#### Aim
In full and without alteration, repeat the material.

---------- Task data ----------

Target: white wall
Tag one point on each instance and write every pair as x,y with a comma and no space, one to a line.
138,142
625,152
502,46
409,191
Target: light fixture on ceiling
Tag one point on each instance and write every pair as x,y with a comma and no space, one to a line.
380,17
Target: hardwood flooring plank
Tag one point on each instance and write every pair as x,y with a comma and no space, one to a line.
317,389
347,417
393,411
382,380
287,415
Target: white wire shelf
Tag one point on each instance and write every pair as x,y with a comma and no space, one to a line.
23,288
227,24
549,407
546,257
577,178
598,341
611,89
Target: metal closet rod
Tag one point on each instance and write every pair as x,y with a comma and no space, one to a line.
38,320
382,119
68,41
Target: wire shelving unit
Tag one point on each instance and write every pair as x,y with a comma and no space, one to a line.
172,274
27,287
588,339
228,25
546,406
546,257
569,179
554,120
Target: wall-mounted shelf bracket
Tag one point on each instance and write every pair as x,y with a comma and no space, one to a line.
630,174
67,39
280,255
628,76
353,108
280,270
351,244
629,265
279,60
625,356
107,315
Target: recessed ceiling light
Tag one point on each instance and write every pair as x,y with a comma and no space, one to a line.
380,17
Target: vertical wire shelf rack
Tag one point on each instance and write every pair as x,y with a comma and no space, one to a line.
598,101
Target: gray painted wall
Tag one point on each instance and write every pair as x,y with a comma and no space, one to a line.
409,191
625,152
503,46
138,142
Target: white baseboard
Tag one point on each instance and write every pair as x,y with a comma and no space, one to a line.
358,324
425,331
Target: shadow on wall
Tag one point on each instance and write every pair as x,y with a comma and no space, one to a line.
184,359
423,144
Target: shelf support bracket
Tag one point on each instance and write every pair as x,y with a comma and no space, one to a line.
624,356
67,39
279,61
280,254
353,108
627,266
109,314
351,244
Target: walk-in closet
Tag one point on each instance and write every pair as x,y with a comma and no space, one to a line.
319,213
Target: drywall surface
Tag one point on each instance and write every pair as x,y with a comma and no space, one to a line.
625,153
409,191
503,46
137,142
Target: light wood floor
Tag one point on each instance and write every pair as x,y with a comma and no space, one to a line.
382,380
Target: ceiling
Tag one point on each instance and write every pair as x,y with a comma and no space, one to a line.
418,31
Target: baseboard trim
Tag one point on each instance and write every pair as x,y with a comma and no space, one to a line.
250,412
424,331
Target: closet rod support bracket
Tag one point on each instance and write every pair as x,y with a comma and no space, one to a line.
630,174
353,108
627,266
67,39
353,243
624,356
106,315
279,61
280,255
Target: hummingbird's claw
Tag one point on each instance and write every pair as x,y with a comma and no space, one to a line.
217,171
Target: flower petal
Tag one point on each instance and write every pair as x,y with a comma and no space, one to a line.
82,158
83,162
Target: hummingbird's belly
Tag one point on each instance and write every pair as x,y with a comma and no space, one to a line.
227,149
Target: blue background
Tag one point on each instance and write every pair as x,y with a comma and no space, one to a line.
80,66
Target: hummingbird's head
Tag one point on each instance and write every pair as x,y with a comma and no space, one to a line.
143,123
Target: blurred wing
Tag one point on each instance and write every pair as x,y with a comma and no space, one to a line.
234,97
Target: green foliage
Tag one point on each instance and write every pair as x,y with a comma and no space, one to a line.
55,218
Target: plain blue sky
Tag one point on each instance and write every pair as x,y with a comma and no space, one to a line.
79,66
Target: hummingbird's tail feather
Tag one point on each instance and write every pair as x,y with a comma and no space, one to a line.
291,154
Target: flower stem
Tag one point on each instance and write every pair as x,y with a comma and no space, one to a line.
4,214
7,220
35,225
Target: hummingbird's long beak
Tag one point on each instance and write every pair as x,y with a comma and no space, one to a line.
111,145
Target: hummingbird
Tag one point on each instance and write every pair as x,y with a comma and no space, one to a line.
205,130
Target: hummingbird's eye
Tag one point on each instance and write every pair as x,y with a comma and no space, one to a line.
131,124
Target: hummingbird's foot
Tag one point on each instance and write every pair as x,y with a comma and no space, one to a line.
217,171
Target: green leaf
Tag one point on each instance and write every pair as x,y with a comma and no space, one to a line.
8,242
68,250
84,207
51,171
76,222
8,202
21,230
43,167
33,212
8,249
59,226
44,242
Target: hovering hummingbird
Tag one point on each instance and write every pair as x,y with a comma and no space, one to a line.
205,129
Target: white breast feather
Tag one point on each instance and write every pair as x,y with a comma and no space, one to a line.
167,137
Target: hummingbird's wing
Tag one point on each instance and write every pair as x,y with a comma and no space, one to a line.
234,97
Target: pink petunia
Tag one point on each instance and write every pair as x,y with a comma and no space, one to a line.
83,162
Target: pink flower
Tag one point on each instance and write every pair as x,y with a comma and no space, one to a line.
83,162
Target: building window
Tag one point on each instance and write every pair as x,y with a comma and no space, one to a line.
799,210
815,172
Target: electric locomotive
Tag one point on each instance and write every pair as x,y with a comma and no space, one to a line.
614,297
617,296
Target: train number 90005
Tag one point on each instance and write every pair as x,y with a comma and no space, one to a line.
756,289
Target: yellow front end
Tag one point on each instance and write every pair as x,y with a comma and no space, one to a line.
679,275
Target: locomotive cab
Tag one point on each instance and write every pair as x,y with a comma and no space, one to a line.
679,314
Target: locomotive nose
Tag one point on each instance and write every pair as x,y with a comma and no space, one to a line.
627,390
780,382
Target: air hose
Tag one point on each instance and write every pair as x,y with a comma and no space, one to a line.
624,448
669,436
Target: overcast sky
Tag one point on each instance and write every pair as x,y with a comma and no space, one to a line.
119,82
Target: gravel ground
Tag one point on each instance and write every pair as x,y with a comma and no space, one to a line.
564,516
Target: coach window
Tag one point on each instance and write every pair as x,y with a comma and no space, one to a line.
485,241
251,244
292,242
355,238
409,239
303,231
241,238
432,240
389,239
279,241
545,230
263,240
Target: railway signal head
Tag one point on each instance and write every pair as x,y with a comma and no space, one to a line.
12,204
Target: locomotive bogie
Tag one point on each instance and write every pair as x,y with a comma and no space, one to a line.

----------

#### Expected output
Target: white wall
Tag one point on each instance and write every pair as x,y with a comma and no space, one to a line.
138,142
625,152
502,46
409,191
Target: light fixture on ceiling
Tag one point on each instance and write every pair as x,y with a comma and no space, one to a line.
380,17
Target: hardwood flooring plank
Tag one point on each instance and write every pair as x,y with a comma and no space, one to a line.
317,389
347,417
393,411
382,380
287,415
Target: white wire shelf
Tag one point on each instance and write every pair as x,y with a comma and no space, one to a line.
23,288
227,24
549,407
546,257
577,178
598,341
611,89
Target: metal closet rod
Tag one point on each instance and write every pair as x,y with a comma and no space, one to a line.
38,320
382,119
68,41
Target: wire shelving unit
Tag one point on each instance and write every pair as x,y with a comma and no space, one to a line.
172,274
27,287
588,339
228,25
546,406
546,257
569,179
554,120
Target: wall-mounted shelf bracket
Tag one point on each instance and write every pair as x,y with a comma and no space, one to a line.
630,174
67,39
280,255
628,76
353,108
280,270
351,244
629,265
279,60
625,356
107,315
Target: recessed ceiling light
Tag one point on each instance and write every pair as x,y with a comma and no space, one to a line.
380,17
Target: vertical wire shelf rack
Tag one point on each instance and write every pair as x,y with a comma and no space, one to a line.
598,101
Target: gray painted wall
Tag one point on each instance and write every pair as x,y with a comma and no space, one to a line.
409,191
625,152
503,46
138,142
Target: white baseboard
Tag one point on each instance and write every pair as x,y with a comma and no space, one to a line.
358,324
425,331
Target: shadow on wall
Tag one point on each instance and write every pair as x,y with a comma and no space, one to a line.
184,359
423,144
Target: shelf support bracket
Tag one point on each instance and write every pair as x,y with a comma and no space, one to a line.
624,356
67,39
279,61
280,254
353,108
627,266
109,314
351,244
Target: walk-in closet
Tag one point on each instance and write every pair as x,y with a comma and no space, one to a line.
319,213
Target: drywall surface
Tag one point on each instance and write every pair as x,y with a comma and no space, one to a line.
625,153
409,191
503,46
137,142
Target: light wood floor
Tag one point on each instance and write every pair as x,y with a comma and no space, one to a line.
382,380
Target: ceiling
Tag one point on each instance and write every pair as x,y with a comma and no space, one to a line.
418,31
Target: baseboard trim
Tag one point on each instance and write every pair as x,y with a comma and no space, one to a line.
250,412
424,331
Target: closet rod support bracket
Tag one point on each instance and write every pair as x,y with a comma and no space, one to a line.
630,174
353,108
627,266
67,39
353,243
624,356
106,315
279,61
280,255
Target: hummingbird's claw
Tag one point on each instance and write every pair as x,y with a comma and no space, one to a line.
217,171
Target: flower petal
Tag one point on each instance and write every pair as x,y with a comma and no space, one to a line.
82,158
83,162
Target: hummingbird's belly
Tag one point on each instance and write every pair as x,y with a comma and no space, one to a line.
227,149
Target: blue background
Tag one point on each instance and write every pair as x,y with a comma and no space, one to a line.
80,66
Target: hummingbird's head
Tag one point on each instance and write every pair as x,y with a comma and no space, one to a line.
143,123
Target: blurred wing
Tag one point on each instance and write every pair as x,y with a comma and no space, one to a line.
234,97
Target: green foliage
Tag one point on each instance and write every pair as x,y with a comma and no space, one to a line.
55,218
Target: plain blue sky
Tag one point on each instance and write every pair as x,y with a comma and no space, one to a line.
79,66
Target: hummingbird's tail feather
Tag one point on each instance and write every pair as x,y with a comma and no space, one to a line.
291,154
Target: flower stem
Tag one point on each instance and write every pair as x,y with a comma and no space, one to a line.
4,214
7,220
35,225
Target: hummingbird's long beak
Tag one point on each instance and write every pair as x,y with a comma and no space, one to a line.
111,145
Target: hummingbird
Tag one point on each instance and write every pair as x,y with a comma and no space, one to a line.
205,130
Target: hummingbird's eye
Tag one point on each instance and write every pair as x,y with a comma and no space, one to a line.
131,124
Target: hummingbird's foot
Tag one point on each instance and write every pair as x,y with a comma and no space, one to a line.
217,171
Target: green leaf
Tag one point on each instance and write every pair as x,y with a comma and no space, one to a line.
8,242
68,250
84,207
51,171
76,222
8,202
21,230
43,167
33,212
8,249
59,226
44,242
Target: hovering hummingbird
Tag one point on each instance and write every pair as x,y with a comma and no space, one to a line.
205,129
Target: white breast feather
Tag one point on each instance and write every pair as x,y with a comma and no space, one to a line.
167,137
Target: hummingbird's wing
Tag one point on each instance and write every pair as x,y with a comma and no space, one to a line.
234,97
Target: pink petunia
Tag one point on each instance and write every pair as x,y with a comma and no space, one to a line.
83,162
Target: pink flower
Tag one point on each instance and write every pair as x,y with a comma and no space, one to a line.
83,162
Target: building window
Tag one point on each instance and write every pair as x,y with a comma and no space, one to a line.
799,210
815,172
Target: electric locomotive
Tag one point on each instance and write every pair as x,y with a comma and no space, one to a line.
614,297
617,296
Target: train number 90005
Tag one point on each instance and write every pair as x,y with a comma and no space, one to a line.
756,289
Target: yellow front end
Tag one point on each instance and write every pair as x,y with a comma and no space, one to a line.
679,275
Target: locomotive cab
Tag one point on each instance and write every pair as x,y with a comma and no space, one to a line.
679,314
Target: locomotive nose
Tag one point on each instance and write every pair as x,y with a comma and no space, one to a line.
627,390
780,382
Target: air hose
Tag one point on each instance and write every pair as x,y with a comma and no space, one to a line.
624,448
669,436
Target: overcast sky
Tag one point on each instance and write every pair as x,y with a comma and no space, one to a line.
119,82
Target: gravel ground
Tag one point on each instance and write every pair as x,y with a comma and no space, one to a line.
564,516
Target: coach window
Tag one point on each instance and write every pair as x,y with a comma and no space, one to a line.
485,241
251,244
292,242
355,238
409,239
303,231
241,238
432,240
389,239
279,241
545,230
263,240
Target: railway signal head
Tag one point on each instance and write every pair as x,y with a comma and no space, one to a line.
12,204
Target: locomotive bogie
Tag one point on each instance and write every pair as x,y with a comma and no space, one to a line.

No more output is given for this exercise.